Exercise objective: Could you format the items from their first line through the line containing "116), (443, 108)]]", both ends included, as a numbered list with any blank lines dropped?

[Dataset entries]
======
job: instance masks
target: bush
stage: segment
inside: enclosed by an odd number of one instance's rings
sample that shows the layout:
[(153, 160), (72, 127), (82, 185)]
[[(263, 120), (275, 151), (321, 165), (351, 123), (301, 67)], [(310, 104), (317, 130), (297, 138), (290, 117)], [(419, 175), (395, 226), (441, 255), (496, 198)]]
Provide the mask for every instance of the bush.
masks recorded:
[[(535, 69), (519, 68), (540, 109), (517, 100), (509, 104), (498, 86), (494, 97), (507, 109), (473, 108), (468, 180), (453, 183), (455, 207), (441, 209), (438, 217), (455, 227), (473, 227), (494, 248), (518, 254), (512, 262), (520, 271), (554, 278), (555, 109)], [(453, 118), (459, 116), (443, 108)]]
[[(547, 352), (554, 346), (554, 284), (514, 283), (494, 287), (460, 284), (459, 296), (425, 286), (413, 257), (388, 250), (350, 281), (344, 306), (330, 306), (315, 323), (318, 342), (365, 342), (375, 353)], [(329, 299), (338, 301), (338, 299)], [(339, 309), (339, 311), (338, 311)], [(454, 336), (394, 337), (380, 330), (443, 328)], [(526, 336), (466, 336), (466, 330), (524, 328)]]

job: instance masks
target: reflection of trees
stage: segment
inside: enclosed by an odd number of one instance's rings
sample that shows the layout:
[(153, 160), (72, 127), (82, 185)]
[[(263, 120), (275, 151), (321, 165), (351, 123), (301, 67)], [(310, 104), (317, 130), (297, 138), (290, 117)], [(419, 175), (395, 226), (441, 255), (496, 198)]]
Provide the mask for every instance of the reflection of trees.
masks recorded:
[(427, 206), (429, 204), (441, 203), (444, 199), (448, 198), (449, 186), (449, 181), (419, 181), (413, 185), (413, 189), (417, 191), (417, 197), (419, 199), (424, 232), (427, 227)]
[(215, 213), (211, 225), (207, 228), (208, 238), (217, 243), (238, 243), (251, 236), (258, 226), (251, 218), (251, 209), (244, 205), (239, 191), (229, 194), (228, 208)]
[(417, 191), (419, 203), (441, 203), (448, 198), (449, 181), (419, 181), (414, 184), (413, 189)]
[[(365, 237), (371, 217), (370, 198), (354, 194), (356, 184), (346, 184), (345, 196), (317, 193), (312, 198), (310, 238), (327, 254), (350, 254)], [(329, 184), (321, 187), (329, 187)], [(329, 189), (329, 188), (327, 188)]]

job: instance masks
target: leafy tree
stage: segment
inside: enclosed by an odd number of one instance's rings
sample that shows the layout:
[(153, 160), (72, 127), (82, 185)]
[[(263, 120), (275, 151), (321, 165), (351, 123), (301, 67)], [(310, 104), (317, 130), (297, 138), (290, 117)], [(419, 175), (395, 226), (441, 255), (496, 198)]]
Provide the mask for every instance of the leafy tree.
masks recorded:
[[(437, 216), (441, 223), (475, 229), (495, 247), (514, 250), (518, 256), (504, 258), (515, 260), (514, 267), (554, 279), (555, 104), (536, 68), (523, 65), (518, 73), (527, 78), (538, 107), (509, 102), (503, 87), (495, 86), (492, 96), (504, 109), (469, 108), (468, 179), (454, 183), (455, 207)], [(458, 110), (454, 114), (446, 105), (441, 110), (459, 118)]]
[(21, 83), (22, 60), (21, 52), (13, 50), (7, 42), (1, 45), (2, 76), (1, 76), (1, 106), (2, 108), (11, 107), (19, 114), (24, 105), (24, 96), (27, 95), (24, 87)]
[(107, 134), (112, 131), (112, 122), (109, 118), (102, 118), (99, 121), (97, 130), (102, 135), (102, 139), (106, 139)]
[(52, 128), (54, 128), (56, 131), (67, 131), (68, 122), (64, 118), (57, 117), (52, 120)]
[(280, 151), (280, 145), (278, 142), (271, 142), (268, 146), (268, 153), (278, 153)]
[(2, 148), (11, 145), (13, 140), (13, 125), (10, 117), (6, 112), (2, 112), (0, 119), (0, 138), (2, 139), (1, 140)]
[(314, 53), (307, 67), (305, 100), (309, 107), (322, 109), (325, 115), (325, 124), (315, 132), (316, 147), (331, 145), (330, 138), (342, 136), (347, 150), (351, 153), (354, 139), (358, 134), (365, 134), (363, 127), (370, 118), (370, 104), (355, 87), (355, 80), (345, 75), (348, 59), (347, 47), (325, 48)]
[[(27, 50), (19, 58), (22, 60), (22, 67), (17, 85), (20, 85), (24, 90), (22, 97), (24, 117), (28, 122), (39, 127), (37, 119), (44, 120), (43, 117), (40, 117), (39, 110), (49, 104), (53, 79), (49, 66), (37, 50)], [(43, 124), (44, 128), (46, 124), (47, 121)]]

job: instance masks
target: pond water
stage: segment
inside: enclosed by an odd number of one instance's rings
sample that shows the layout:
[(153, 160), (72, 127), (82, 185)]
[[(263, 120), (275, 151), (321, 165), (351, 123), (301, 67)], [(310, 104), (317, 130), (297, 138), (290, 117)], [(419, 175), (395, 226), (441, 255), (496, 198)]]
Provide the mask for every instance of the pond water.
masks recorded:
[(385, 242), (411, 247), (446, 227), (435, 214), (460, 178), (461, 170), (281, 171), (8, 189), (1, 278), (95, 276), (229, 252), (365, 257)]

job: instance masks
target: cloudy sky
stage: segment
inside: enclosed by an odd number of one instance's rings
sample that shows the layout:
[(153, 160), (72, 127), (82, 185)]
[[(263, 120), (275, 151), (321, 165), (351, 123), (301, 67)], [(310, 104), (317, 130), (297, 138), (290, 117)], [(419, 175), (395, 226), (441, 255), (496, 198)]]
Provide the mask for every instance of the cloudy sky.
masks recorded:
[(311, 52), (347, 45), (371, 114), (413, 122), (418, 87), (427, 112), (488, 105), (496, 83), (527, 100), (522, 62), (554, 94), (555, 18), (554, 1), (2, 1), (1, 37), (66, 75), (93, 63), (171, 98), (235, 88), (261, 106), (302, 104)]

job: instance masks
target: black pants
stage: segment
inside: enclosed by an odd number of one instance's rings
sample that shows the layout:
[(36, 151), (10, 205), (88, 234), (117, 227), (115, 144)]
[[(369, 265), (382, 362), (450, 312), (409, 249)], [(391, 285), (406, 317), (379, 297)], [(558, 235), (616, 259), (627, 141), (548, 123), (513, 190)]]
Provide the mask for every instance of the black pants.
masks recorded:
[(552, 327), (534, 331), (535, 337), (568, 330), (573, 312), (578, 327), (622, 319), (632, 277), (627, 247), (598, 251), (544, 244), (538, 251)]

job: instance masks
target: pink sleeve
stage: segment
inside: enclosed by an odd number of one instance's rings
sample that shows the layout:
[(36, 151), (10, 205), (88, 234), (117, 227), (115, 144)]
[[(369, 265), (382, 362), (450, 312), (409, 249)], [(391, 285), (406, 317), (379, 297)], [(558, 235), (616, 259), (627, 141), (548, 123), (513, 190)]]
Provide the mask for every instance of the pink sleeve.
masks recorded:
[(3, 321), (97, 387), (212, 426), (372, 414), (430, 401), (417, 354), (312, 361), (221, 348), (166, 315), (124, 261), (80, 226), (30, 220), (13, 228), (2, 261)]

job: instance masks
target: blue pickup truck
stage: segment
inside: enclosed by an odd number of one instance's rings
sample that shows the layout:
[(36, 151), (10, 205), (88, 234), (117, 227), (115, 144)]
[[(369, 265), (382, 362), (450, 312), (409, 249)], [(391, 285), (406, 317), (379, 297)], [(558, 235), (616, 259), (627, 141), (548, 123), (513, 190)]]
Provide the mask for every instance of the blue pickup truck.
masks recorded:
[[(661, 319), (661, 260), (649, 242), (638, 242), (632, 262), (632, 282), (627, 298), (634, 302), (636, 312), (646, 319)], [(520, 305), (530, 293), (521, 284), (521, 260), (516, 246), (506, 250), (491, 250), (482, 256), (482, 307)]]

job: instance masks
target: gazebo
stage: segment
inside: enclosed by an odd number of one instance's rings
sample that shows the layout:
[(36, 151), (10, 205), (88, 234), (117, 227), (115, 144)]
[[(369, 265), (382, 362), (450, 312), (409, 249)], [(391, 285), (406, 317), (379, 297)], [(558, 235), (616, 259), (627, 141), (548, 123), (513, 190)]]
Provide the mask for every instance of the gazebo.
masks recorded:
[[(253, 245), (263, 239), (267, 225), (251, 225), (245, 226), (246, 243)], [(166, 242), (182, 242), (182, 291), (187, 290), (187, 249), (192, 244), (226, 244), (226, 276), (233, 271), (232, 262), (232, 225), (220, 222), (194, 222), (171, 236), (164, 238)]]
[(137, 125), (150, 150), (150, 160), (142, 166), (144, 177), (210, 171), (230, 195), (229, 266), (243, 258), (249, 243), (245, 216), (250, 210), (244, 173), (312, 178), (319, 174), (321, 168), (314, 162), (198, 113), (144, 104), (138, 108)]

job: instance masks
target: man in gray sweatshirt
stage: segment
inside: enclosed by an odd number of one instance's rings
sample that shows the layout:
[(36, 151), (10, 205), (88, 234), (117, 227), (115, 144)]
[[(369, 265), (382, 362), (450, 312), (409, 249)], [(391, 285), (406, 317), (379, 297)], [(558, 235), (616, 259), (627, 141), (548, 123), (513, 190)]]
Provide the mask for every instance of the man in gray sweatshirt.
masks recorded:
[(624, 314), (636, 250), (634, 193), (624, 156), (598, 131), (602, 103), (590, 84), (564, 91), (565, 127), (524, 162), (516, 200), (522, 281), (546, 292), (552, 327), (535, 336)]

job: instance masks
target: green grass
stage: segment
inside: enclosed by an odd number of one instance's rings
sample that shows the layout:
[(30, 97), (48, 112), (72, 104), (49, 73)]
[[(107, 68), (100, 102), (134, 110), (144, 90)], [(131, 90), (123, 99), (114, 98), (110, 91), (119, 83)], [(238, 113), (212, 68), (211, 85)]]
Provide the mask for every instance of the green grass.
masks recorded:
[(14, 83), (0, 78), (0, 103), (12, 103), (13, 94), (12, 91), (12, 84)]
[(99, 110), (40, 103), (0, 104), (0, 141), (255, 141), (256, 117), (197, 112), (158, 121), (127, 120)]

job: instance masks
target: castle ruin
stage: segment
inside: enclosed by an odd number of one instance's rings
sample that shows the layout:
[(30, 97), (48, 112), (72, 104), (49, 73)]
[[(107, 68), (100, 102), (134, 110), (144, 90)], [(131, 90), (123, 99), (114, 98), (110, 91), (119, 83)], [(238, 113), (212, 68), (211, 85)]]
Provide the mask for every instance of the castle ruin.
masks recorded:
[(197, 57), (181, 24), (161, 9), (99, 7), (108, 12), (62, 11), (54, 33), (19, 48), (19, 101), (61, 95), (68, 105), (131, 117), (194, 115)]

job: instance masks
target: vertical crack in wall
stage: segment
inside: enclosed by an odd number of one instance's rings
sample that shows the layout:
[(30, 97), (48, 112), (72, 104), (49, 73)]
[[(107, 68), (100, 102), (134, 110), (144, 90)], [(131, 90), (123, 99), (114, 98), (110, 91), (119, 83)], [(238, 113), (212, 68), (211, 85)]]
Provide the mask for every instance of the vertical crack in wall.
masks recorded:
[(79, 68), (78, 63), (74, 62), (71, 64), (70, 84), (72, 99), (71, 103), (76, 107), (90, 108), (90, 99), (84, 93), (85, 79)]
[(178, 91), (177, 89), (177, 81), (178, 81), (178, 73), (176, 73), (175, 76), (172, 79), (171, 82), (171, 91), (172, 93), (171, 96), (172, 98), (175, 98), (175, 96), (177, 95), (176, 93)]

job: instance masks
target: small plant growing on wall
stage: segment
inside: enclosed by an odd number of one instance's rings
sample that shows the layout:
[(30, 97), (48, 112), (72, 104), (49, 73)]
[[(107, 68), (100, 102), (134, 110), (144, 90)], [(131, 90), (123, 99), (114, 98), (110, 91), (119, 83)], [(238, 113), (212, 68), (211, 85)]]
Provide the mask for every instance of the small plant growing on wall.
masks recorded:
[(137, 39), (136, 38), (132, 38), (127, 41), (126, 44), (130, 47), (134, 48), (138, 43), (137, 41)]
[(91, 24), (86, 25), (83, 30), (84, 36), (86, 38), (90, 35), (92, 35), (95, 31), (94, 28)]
======
Reply:
1. job: instance masks
2. target: bush
3. stage: segment
4. inside: enclosed by an odd number of one instance's rings
5. sample that shows the layout:
6. [(153, 160), (72, 127), (82, 185)]
7. [[(263, 120), (275, 151), (321, 165), (351, 123), (301, 67)], [(310, 104), (317, 130), (297, 138), (290, 117)], [(419, 175), (395, 226), (441, 255), (496, 198)]]
8. Provide the mask for every instance of the bush.
9. masks recorded:
10. [[(535, 69), (519, 68), (540, 109), (517, 100), (509, 104), (498, 86), (494, 97), (507, 109), (473, 108), (468, 180), (453, 183), (455, 207), (441, 209), (438, 217), (455, 227), (473, 227), (494, 248), (518, 254), (512, 262), (520, 271), (554, 278), (555, 109)], [(453, 118), (459, 116), (443, 108)]]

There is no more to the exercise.